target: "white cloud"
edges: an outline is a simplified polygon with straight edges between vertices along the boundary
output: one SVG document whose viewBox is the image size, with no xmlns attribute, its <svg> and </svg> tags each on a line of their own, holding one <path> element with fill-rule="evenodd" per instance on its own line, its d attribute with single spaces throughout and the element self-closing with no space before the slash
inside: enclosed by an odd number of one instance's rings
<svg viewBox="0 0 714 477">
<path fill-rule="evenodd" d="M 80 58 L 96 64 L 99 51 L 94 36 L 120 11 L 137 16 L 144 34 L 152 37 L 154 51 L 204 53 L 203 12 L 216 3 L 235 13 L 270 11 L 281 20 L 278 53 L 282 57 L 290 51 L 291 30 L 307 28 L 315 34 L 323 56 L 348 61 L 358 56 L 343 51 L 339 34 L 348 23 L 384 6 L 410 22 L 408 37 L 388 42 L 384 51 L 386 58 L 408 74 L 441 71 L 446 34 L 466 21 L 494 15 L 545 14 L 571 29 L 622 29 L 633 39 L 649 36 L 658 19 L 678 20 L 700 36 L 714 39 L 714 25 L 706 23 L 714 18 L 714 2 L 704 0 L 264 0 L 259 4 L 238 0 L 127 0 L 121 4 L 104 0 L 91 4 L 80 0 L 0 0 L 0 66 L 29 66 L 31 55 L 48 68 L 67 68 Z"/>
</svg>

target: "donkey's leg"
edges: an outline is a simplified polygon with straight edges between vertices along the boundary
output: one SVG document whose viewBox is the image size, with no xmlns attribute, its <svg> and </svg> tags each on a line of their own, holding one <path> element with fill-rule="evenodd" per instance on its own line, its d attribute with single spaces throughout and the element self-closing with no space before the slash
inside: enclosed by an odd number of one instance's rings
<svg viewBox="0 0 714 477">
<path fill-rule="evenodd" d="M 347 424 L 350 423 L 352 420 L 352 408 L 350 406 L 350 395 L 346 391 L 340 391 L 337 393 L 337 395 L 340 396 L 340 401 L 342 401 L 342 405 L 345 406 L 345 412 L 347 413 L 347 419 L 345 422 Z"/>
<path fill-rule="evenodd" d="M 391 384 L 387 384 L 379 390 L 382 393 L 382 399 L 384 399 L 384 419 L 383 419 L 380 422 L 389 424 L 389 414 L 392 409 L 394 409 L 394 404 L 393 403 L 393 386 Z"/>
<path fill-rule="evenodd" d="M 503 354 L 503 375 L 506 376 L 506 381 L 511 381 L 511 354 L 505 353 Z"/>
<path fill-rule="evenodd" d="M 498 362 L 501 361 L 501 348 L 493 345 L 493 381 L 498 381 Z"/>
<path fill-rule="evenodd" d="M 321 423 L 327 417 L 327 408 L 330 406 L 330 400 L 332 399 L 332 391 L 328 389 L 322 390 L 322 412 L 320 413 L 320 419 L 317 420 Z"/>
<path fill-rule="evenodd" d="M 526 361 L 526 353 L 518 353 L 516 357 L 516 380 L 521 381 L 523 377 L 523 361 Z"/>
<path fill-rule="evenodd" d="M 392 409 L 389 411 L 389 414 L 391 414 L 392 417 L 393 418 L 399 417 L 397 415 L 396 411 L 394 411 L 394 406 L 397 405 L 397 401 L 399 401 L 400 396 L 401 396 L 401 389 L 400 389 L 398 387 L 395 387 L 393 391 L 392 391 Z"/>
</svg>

▸ **Work required**:
The records above should be returned exactly.

▸ **Final result**:
target: "white cloud"
edges: an outline is a simplified polygon with straight edges between vertices along the boundary
output: one SVG document whose viewBox is the image size, with no xmlns attribute, its <svg> and </svg> tags each on a line of their own, holding one <path> element with fill-rule="evenodd" per instance on its own line, its d attribute with single spaces throughout and the element self-closing with no space before the slash
inside: enclosed by an odd number of one instance's rings
<svg viewBox="0 0 714 477">
<path fill-rule="evenodd" d="M 80 58 L 96 64 L 99 51 L 94 36 L 120 11 L 137 16 L 144 34 L 152 37 L 154 51 L 204 53 L 203 12 L 216 3 L 235 13 L 270 11 L 281 20 L 278 53 L 282 57 L 290 51 L 291 30 L 307 28 L 315 34 L 323 56 L 348 61 L 358 56 L 343 51 L 339 34 L 348 23 L 384 6 L 410 22 L 408 37 L 388 42 L 384 51 L 386 58 L 408 74 L 441 71 L 446 34 L 466 21 L 494 15 L 545 14 L 571 29 L 622 29 L 633 39 L 649 36 L 658 19 L 678 20 L 700 36 L 714 39 L 714 25 L 706 23 L 714 18 L 714 2 L 704 0 L 264 0 L 259 4 L 238 0 L 127 0 L 121 4 L 104 0 L 91 4 L 80 0 L 0 0 L 0 66 L 29 66 L 31 55 L 48 68 L 67 68 Z"/>
</svg>

target: "donkey's leg"
edges: an outline is a simplified polygon with straight edges between vertices along the boundary
output: one SVG document whose viewBox is the image size, with no xmlns attribute, its <svg> and </svg> tags each on a line of their own, holding one <path> element with fill-rule="evenodd" per instance on its own line, its d attribute with single spaces throughout and the element self-closing with no space before the slash
inside: enclosed by an odd number of one instance's rings
<svg viewBox="0 0 714 477">
<path fill-rule="evenodd" d="M 347 424 L 350 423 L 352 420 L 352 408 L 350 406 L 350 395 L 346 391 L 340 391 L 337 393 L 337 395 L 340 396 L 340 401 L 342 401 L 342 405 L 345 406 L 345 412 L 347 413 L 347 419 L 345 422 Z"/>
<path fill-rule="evenodd" d="M 391 384 L 387 384 L 379 390 L 382 393 L 382 399 L 384 399 L 384 419 L 383 419 L 380 422 L 389 424 L 389 414 L 392 409 L 394 409 L 394 404 L 393 403 L 393 386 Z"/>
<path fill-rule="evenodd" d="M 503 354 L 503 375 L 506 376 L 506 381 L 511 381 L 511 354 L 505 353 Z"/>
<path fill-rule="evenodd" d="M 498 362 L 501 361 L 501 348 L 493 345 L 493 381 L 498 381 Z"/>
<path fill-rule="evenodd" d="M 321 423 L 327 417 L 327 408 L 330 406 L 330 400 L 332 399 L 332 391 L 328 389 L 322 390 L 322 412 L 320 413 L 320 419 L 317 420 Z"/>
<path fill-rule="evenodd" d="M 526 361 L 526 353 L 518 353 L 516 357 L 516 380 L 521 381 L 523 377 L 523 361 Z"/>
<path fill-rule="evenodd" d="M 392 409 L 389 411 L 389 414 L 391 414 L 392 417 L 393 418 L 399 417 L 397 415 L 396 411 L 394 411 L 394 406 L 397 405 L 397 401 L 399 401 L 400 396 L 401 396 L 401 389 L 400 389 L 398 387 L 395 387 L 393 391 L 392 391 Z"/>
</svg>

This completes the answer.